Requirements
Please rewrite the records below, swapping every "grass verge" for "roadside grass" and keeping everything else the same. Leave out the pictures.

Records supplied
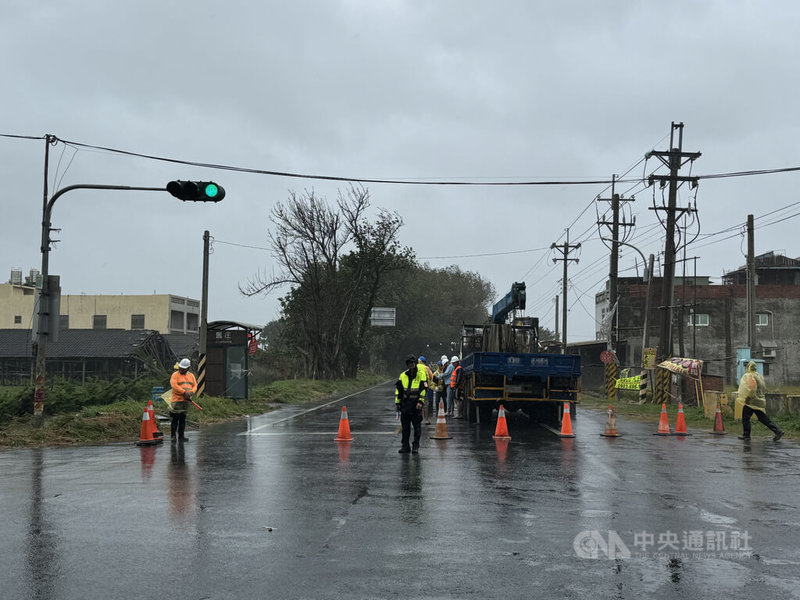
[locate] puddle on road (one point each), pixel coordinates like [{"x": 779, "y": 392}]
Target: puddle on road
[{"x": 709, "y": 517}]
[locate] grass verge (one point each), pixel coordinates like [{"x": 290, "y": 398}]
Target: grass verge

Task response
[locate] puddle on road (one point each), pixel coordinates like [{"x": 779, "y": 392}]
Target: puddle on road
[{"x": 709, "y": 517}]
[locate] roadside grass (one point each), pixel coordinates like [{"x": 290, "y": 398}]
Target: roadside grass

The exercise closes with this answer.